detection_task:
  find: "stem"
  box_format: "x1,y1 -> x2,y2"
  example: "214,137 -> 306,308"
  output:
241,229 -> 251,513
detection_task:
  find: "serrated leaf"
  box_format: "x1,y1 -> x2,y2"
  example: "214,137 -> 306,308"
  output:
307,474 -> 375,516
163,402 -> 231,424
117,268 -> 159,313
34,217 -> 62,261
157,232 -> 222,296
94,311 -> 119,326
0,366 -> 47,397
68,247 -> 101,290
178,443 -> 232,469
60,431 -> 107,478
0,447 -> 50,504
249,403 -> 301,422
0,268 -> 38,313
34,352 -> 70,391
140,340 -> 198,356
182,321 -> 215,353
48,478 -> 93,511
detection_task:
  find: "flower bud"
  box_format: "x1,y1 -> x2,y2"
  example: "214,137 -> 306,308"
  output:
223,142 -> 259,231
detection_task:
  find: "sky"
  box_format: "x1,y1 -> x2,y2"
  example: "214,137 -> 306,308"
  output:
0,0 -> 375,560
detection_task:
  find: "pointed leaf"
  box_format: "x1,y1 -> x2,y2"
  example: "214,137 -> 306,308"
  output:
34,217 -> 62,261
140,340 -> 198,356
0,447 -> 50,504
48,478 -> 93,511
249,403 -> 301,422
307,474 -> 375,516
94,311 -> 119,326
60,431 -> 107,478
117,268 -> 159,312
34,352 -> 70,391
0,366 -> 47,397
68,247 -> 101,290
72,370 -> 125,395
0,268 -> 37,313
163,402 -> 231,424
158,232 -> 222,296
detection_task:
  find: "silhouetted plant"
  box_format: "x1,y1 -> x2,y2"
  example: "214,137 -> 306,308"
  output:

▶ Brief:
Reproduce all of the rows above, substituting "bbox_format" for each occurrence of "box_format" and leaving every other character unchanged.

▶ Answer to this problem:
detection_task:
  find: "stem"
  bbox_format: "x1,y1 -> x2,y2"
  example: "214,137 -> 306,308"
  output:
241,229 -> 251,513
detection_task:
  find: "serrated leaf"
  bbox_format: "x1,y1 -> x2,y2"
  example: "214,137 -> 306,308"
  output:
307,474 -> 375,516
163,402 -> 231,424
117,268 -> 159,313
34,217 -> 62,261
157,232 -> 222,296
94,311 -> 119,326
0,366 -> 47,397
68,247 -> 101,290
178,443 -> 232,469
60,431 -> 107,478
0,447 -> 50,504
249,403 -> 301,422
0,268 -> 38,313
34,352 -> 70,391
140,340 -> 198,356
182,321 -> 215,353
48,478 -> 93,511
detection_task:
  find: "flower bud"
  bbox_format: "x1,y1 -> x2,y2"
  example: "214,137 -> 306,308"
  output:
223,142 -> 259,231
detection_task:
  find: "sky"
  bbox_format: "x1,y1 -> x2,y2"
  example: "214,137 -> 306,308"
  output:
0,0 -> 375,560
detection_task:
  find: "pointed leaf"
  bbox_format: "x1,y1 -> x2,y2"
  example: "214,137 -> 306,308"
  output:
34,217 -> 62,261
140,340 -> 198,356
0,447 -> 50,504
48,478 -> 93,511
249,403 -> 301,422
307,474 -> 375,516
94,311 -> 119,326
60,431 -> 107,478
117,268 -> 159,312
34,352 -> 70,391
0,366 -> 47,397
68,247 -> 101,290
72,370 -> 125,395
0,268 -> 37,313
163,402 -> 231,424
158,232 -> 222,296
detection_task:
  find: "silhouetted plant"
  bbox_format: "x1,y1 -> x2,y2"
  example: "214,137 -> 306,308"
  output:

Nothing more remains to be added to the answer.